● EXERCISE:
Output every entry exactly as written, but omit the pictures.

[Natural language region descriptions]
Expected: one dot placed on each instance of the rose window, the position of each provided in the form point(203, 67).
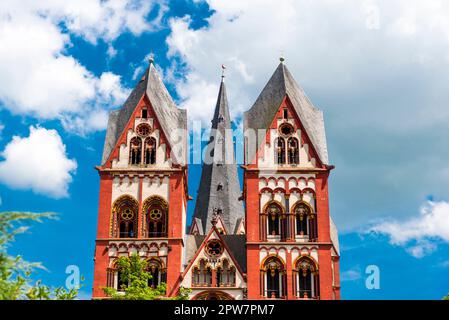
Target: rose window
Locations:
point(143, 130)
point(127, 214)
point(155, 214)
point(214, 248)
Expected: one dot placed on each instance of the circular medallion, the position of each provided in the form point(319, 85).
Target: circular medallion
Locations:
point(214, 248)
point(155, 214)
point(286, 129)
point(127, 214)
point(143, 130)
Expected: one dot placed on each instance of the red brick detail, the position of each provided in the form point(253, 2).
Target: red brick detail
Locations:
point(174, 265)
point(252, 206)
point(176, 231)
point(322, 207)
point(104, 208)
point(143, 103)
point(325, 272)
point(337, 278)
point(101, 262)
point(253, 272)
point(141, 215)
point(290, 293)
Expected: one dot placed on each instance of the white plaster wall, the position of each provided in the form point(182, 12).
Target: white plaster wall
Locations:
point(187, 281)
point(123, 160)
point(267, 160)
point(155, 186)
point(125, 186)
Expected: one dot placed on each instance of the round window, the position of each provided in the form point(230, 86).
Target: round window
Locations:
point(214, 248)
point(155, 214)
point(286, 129)
point(143, 130)
point(127, 214)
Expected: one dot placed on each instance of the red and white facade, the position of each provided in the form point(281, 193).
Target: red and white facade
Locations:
point(285, 246)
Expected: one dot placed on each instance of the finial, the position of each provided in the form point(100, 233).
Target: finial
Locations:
point(223, 68)
point(216, 213)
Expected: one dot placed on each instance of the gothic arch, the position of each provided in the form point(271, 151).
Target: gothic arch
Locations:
point(155, 217)
point(135, 151)
point(305, 220)
point(306, 278)
point(124, 217)
point(213, 295)
point(273, 277)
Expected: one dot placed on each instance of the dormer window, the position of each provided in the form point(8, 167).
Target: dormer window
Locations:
point(286, 130)
point(135, 151)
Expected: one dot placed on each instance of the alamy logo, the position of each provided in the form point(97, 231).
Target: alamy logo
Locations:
point(372, 282)
point(73, 279)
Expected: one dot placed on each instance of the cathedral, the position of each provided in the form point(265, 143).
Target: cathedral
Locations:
point(273, 239)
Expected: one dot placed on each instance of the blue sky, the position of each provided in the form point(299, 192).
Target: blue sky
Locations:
point(376, 68)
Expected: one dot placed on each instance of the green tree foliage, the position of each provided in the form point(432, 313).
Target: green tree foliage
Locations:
point(133, 270)
point(15, 272)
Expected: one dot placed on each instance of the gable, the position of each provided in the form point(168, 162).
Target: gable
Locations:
point(173, 121)
point(261, 114)
point(265, 155)
point(119, 157)
point(227, 253)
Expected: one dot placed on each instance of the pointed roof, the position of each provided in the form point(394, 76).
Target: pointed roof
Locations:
point(219, 186)
point(263, 111)
point(170, 117)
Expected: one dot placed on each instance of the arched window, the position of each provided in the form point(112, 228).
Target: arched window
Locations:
point(273, 278)
point(226, 275)
point(150, 151)
point(305, 221)
point(116, 278)
point(156, 210)
point(293, 151)
point(306, 279)
point(125, 210)
point(274, 212)
point(280, 151)
point(158, 274)
point(135, 151)
point(202, 275)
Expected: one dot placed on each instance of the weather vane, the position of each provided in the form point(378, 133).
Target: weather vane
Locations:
point(223, 68)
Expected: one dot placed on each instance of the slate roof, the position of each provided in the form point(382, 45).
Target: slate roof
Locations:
point(262, 113)
point(219, 185)
point(235, 243)
point(170, 117)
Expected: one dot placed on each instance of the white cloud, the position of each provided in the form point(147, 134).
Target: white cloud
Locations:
point(39, 79)
point(351, 275)
point(39, 163)
point(421, 234)
point(376, 68)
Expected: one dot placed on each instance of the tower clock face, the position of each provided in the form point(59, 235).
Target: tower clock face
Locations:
point(143, 130)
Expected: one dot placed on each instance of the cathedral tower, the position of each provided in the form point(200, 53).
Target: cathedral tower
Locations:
point(219, 190)
point(143, 186)
point(292, 243)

● EXERCISE RESPONSE:
Expected: one dot placed on each instance of the rose window, the position of each provided in the form point(203, 67).
Target: rose window
Locations:
point(143, 130)
point(127, 214)
point(155, 214)
point(214, 248)
Expected: one dot placed on each instance of the circular medallion, the position of each provided in the form point(319, 85).
Target: circular medallion
Locations:
point(214, 248)
point(155, 214)
point(286, 129)
point(127, 214)
point(143, 130)
Expected: one dot placed on each instance of the red brick detail, the position of each provided in the form point(253, 2).
Target: red brick detail
Locations:
point(174, 265)
point(252, 206)
point(176, 231)
point(322, 207)
point(104, 208)
point(143, 103)
point(325, 272)
point(337, 278)
point(101, 262)
point(253, 272)
point(141, 215)
point(290, 293)
Expected: one dot placed on each instance of the white plaster wall, the position of each provided in the form point(182, 12).
Target: white plaster wall
Locations:
point(187, 281)
point(123, 160)
point(267, 160)
point(155, 186)
point(125, 186)
Expected: one dot placed on each instance of the round window, the position of each provided in the form point(230, 86).
Target: round window
Locations:
point(214, 248)
point(155, 214)
point(286, 129)
point(143, 130)
point(127, 214)
Expected: one dot placed on each instance of the red and white facade, the position of each provided in the form point(281, 193).
Target: red and white facade
Locations:
point(285, 246)
Expected: one dot placed on each instance of the finial, the position of each provided in the form point(100, 233).
Target: finial
Locations:
point(223, 68)
point(216, 213)
Expected: one dot placed on each instance of the gothic arch, the position of each provided in the form point(271, 151).
Target: gothic arch
Locations:
point(155, 217)
point(135, 151)
point(305, 220)
point(306, 278)
point(124, 217)
point(213, 295)
point(273, 277)
Expected: one dot placed on each instance of the dormer window, the position of each provided in the form point(8, 167).
Target: dormer window
Locations:
point(286, 130)
point(135, 151)
Expected: one dot placed on each instance of the alamy logo, the position of each provided in the form point(97, 231).
Target: alamy logo
Locations:
point(372, 282)
point(73, 279)
Expected: one dot placed on each instance of the cathedral, the position of each provided in the form point(265, 143).
Target: cathedral
Locations:
point(273, 239)
Expected: one dot placed on each instance of the blue sky, the position of each provided in the form point(299, 192).
Target: blue sky
Locations:
point(376, 68)
Expected: one dot placed on each instance of the green tree foliage, the position of each provided in the form point(432, 313).
Target: green tree foliage
Locations:
point(133, 270)
point(15, 272)
Expected: one dot placed on each instance of the gable, the position of each provided in the form point(168, 162).
Target: gable
Locations:
point(173, 121)
point(261, 114)
point(265, 155)
point(119, 157)
point(227, 253)
Expected: one dot placed on each instance of the pointed roof, the position of each provided in the form point(394, 76).
Target: pointed roof
Locations:
point(219, 186)
point(263, 111)
point(170, 117)
Expected: one dot placed on each instance of the arched window, the position of each provided in the form point(112, 228).
Target: arched window
Locations:
point(273, 278)
point(226, 275)
point(150, 151)
point(305, 221)
point(116, 278)
point(156, 210)
point(293, 151)
point(306, 279)
point(125, 210)
point(274, 212)
point(280, 151)
point(158, 274)
point(135, 151)
point(202, 275)
Expected: one dot placed on each instance of the weather vane, the position of each provided in the form point(378, 133).
Target: weather vane
Locations:
point(223, 68)
Expected: one dot placed on each instance of the slate roof, the position of each provided in the form point(382, 45).
Target: slate roof
Locations:
point(262, 113)
point(219, 185)
point(235, 243)
point(170, 117)
Expected: one dot placed on each instance of the white cloud, the position of each provided in the form point(147, 134).
Target: white cloud
Locations:
point(39, 79)
point(351, 275)
point(39, 163)
point(421, 234)
point(376, 68)
Expected: one dot placed on each instance of the tower clock face, the position of each provided in the form point(59, 235).
Target: tower clock face
Locations:
point(143, 130)
Expected: one dot placed on each instance of the cathedral tower, the position of each provided in the form point(200, 53).
Target: cathedral tower
Locations:
point(219, 190)
point(143, 186)
point(292, 243)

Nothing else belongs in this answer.